■ RECORDS SHOWN
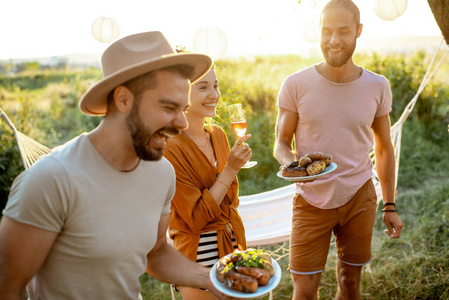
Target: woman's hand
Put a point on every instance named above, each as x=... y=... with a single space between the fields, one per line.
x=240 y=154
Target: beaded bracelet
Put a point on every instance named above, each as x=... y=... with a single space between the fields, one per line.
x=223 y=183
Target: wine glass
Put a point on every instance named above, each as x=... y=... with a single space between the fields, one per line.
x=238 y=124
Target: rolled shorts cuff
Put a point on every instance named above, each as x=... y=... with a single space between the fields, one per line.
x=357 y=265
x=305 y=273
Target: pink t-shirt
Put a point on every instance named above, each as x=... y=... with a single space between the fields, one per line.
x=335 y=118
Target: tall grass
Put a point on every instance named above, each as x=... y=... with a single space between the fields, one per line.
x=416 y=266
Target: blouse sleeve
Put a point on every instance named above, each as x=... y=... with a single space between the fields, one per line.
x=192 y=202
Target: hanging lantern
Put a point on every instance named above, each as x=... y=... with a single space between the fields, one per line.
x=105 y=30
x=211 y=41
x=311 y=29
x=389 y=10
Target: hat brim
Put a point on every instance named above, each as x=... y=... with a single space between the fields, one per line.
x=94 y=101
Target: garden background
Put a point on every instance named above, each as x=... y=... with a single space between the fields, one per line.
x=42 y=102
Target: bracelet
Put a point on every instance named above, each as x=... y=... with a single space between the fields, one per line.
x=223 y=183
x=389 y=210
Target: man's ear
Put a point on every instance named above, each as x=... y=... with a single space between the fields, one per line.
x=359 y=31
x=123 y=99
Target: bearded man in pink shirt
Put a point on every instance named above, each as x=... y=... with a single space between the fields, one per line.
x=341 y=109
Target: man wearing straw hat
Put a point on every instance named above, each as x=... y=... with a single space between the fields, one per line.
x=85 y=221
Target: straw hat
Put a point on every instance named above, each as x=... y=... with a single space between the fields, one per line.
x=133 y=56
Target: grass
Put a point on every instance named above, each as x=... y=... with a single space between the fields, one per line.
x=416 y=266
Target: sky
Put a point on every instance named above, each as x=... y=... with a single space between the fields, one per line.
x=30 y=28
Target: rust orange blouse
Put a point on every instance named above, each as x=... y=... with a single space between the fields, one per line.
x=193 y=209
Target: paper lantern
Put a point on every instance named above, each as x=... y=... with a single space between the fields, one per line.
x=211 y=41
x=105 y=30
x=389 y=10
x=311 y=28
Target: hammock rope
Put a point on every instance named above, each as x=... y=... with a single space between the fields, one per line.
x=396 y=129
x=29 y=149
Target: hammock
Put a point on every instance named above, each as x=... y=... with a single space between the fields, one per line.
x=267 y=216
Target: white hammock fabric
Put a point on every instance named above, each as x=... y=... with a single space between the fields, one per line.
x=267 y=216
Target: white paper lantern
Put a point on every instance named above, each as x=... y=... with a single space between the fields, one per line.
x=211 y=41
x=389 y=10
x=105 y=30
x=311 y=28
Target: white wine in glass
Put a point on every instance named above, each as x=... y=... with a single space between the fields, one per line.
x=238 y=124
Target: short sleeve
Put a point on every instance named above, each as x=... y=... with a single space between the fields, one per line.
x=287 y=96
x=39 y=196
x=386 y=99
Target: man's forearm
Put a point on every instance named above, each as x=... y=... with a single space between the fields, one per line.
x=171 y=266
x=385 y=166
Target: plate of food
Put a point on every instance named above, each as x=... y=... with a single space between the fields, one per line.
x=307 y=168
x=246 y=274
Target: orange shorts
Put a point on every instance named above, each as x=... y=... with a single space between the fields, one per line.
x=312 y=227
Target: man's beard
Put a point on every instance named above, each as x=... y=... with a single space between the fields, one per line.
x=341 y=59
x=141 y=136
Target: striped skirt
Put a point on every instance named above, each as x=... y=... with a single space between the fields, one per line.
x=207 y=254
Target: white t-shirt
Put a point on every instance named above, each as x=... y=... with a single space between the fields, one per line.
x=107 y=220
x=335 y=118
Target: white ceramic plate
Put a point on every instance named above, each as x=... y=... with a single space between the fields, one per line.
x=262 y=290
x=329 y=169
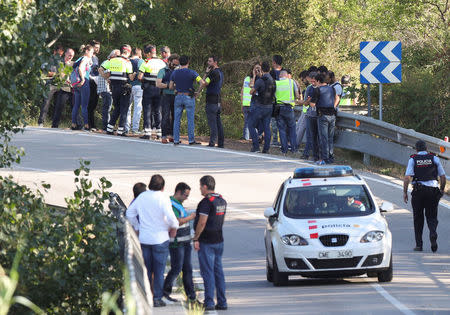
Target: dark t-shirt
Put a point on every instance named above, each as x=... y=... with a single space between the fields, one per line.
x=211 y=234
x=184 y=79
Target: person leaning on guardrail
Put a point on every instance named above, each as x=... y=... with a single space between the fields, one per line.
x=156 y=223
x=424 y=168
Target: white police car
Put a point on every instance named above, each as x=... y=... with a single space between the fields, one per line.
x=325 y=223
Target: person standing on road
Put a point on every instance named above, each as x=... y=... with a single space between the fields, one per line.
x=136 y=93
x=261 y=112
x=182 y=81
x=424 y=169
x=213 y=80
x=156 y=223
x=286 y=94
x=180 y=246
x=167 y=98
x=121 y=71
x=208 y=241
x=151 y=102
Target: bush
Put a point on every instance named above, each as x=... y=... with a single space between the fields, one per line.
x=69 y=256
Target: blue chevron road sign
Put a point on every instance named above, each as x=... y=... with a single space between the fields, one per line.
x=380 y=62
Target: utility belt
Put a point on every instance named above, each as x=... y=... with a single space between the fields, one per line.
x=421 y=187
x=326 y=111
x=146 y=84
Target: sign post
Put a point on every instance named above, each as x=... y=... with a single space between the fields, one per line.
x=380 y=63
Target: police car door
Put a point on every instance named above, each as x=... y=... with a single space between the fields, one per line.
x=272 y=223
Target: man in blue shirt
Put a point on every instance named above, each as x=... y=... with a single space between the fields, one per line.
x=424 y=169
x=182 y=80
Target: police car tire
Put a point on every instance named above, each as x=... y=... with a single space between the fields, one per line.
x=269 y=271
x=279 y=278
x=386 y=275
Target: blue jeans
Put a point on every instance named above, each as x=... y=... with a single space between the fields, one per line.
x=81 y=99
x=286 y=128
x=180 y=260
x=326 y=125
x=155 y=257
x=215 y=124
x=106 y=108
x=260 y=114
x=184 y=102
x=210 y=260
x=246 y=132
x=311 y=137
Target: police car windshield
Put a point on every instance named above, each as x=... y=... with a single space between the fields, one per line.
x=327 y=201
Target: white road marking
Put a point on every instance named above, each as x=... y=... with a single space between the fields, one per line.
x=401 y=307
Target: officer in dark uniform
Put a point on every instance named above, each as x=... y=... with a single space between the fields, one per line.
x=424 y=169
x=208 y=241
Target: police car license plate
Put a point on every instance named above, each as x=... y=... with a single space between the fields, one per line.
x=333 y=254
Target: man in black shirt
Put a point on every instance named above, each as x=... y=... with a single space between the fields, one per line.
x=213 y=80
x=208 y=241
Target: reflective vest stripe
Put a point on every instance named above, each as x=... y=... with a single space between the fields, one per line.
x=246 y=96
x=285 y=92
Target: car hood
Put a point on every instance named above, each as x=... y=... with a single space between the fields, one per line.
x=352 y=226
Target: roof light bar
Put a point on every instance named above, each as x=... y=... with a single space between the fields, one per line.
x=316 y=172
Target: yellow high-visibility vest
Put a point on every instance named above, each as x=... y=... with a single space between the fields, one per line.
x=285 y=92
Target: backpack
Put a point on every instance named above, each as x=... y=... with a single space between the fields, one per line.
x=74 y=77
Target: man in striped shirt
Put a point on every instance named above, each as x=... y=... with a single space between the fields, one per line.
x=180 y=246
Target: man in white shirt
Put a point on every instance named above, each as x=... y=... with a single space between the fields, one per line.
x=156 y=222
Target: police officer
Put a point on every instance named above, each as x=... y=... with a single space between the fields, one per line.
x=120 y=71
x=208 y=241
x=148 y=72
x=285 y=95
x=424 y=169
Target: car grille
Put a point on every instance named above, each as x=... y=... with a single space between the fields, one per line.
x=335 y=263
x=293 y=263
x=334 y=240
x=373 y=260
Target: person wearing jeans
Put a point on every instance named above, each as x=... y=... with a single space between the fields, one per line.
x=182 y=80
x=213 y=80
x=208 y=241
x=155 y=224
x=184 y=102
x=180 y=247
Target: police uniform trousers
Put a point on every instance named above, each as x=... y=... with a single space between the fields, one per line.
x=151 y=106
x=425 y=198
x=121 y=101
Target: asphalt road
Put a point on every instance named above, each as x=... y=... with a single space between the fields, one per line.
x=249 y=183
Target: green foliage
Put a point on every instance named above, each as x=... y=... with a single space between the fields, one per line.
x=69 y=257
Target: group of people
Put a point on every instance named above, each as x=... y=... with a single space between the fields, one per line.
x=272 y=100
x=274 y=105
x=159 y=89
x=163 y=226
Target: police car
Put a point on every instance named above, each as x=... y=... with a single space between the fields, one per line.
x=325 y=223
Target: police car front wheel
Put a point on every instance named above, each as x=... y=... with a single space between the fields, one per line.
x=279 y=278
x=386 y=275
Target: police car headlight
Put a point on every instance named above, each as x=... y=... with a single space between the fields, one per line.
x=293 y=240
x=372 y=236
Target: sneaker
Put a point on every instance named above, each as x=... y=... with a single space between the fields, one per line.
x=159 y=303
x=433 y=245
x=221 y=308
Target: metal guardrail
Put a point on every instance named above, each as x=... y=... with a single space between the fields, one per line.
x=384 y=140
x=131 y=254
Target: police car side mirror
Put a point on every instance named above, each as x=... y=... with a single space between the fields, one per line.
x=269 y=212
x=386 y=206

■ TASK
Please copy out, word for word, the stretch of the listing above from the line containing "Target: hat brim" through the line containing "x=193 y=209", with both of those lines included.

■ SOLVED PROBLEM
Target: hat brim
Put a point on every instance named above, each as x=... y=... with a single space between the fields, one per line.
x=94 y=101
Target: garden background
Put a point on every instance named above, each as x=... y=... with a single space between the fields, one per line.
x=42 y=102
Target: bracelet
Put a point on every instance named above, each as x=... y=... with a single space between the fields, one per line.
x=223 y=183
x=389 y=210
Target: man's ear
Put a point on every instance named above, each as x=... y=... with a single space between the fields, one per line.
x=359 y=31
x=123 y=99
Target: bearded man in pink shirt
Put a point on every instance named above, each as x=... y=... with a single space between the fields, one per line.
x=341 y=109
Target: man wearing straw hat
Put a point on every instance named above, each as x=... y=... with a single space between the fields, one per line.
x=85 y=221
Target: straw hat
Put a point on every instance named above, each as x=... y=... with a single space between the fields, one per line.
x=133 y=56
Target: grass
Put a point on every instance named above, each as x=... y=... with a single space between the fields, one per line.
x=416 y=266
Target: sky
Put a point on every instance named above, each as x=... y=... with a single space between the fields, one per line.
x=30 y=28
Target: rust orange blouse
Put a point on every instance named above, each as x=... y=... with a single space between the fields, one per line.
x=193 y=209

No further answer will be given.